**What needs to be done**
Find every line in the rows below that contains the word "Target", and copy each of those lines in full.

Point annotation records:
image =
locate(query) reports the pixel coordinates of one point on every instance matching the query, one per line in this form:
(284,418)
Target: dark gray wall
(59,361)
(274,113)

==

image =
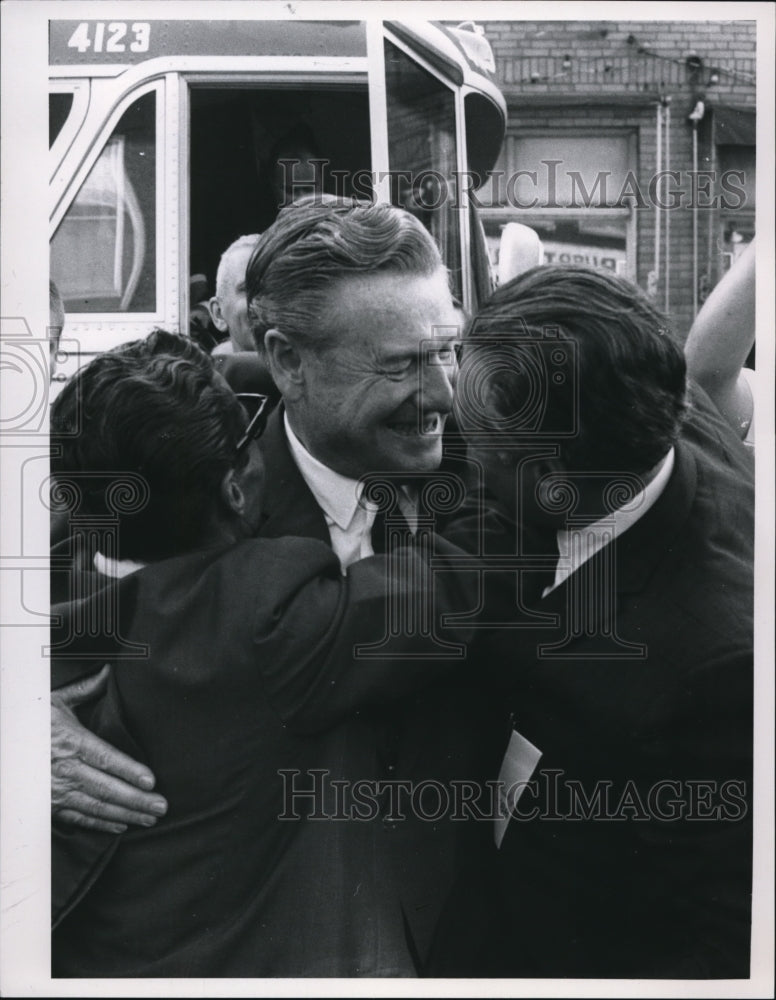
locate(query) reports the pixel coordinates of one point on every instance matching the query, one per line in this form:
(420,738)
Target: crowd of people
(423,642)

**Expected answer**
Target: dark gray wall
Target: crowd of people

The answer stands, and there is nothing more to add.